WORK TASK
Produce a verbatim transcription of the records below, beginning at the line containing "[[266, 662], [788, 151], [599, 307]]" and ending at the final line; include only those lines.

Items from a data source
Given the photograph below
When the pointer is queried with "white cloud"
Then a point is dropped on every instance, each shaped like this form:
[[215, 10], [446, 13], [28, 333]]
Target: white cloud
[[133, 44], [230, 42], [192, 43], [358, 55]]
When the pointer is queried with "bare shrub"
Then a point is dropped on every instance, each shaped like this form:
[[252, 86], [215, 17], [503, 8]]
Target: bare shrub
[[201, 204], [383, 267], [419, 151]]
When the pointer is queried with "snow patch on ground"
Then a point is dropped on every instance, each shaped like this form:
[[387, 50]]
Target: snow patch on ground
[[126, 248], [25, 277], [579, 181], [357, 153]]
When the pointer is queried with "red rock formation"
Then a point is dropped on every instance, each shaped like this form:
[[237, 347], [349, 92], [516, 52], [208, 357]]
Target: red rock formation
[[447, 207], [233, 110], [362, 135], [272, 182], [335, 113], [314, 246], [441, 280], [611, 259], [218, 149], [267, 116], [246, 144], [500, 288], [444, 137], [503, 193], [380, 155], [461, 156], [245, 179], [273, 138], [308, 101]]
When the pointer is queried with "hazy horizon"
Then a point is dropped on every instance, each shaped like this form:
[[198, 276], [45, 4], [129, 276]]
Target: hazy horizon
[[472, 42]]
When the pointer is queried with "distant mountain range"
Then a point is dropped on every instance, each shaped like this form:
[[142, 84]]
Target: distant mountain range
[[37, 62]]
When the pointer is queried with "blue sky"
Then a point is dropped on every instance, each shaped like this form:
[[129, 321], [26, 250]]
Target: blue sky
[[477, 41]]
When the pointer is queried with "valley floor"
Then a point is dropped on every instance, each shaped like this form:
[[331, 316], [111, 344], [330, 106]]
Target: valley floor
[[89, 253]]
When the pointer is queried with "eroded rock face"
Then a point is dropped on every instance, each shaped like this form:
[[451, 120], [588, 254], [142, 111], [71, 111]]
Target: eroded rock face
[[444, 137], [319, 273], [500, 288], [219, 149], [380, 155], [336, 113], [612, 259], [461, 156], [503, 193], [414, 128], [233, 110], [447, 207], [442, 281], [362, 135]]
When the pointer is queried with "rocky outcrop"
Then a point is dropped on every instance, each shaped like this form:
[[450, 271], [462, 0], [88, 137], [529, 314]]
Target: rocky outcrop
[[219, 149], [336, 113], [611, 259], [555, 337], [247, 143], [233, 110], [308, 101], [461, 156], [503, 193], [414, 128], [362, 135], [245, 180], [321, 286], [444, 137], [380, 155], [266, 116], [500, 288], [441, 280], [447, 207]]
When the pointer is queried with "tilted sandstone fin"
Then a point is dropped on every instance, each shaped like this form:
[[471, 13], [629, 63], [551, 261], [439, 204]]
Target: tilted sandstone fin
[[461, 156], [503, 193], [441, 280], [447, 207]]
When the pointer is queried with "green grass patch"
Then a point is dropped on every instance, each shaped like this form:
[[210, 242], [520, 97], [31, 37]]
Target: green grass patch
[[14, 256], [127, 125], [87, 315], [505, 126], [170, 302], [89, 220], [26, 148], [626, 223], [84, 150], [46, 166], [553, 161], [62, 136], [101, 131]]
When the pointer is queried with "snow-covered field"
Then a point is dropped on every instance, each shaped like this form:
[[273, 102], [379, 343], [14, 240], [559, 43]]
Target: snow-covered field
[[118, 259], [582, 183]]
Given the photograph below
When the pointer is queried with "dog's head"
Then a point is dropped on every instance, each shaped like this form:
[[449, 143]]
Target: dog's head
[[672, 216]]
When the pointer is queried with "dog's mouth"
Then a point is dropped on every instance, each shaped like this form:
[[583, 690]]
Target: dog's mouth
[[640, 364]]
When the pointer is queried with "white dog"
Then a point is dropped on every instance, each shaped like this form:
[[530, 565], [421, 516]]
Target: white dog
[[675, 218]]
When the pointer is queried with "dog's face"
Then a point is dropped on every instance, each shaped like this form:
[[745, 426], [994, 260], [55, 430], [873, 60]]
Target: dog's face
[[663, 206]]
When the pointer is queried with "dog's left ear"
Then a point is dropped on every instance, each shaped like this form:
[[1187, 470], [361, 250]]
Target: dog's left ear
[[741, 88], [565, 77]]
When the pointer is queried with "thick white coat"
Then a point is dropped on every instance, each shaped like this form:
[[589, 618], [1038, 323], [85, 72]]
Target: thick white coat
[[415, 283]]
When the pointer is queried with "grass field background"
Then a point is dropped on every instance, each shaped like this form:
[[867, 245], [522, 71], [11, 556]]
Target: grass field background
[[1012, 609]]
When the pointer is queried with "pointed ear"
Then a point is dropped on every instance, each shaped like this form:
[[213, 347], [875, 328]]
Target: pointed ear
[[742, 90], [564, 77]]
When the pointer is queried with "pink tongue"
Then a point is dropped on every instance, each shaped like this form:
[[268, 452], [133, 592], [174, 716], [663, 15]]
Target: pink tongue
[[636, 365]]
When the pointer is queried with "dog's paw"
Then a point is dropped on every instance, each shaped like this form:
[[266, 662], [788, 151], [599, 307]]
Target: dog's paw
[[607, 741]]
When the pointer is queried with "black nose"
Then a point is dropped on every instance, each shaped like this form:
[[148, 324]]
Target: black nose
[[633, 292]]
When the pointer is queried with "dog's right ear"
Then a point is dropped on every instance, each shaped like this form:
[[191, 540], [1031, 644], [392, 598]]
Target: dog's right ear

SOLUTION FOR THIS EXERCISE
[[266, 662], [788, 151], [599, 307]]
Target: dog's paw
[[607, 741]]
When the pointer is queried with "black nose"
Then a point is dropped on every instance, each shaped like this form:
[[148, 324]]
Target: black nose
[[633, 292]]
When the pointer is queried with "dog's right ear"
Then a point is dropped on every instance, each shaped like this form:
[[191, 540], [1031, 644], [392, 598]]
Target: dog's right ear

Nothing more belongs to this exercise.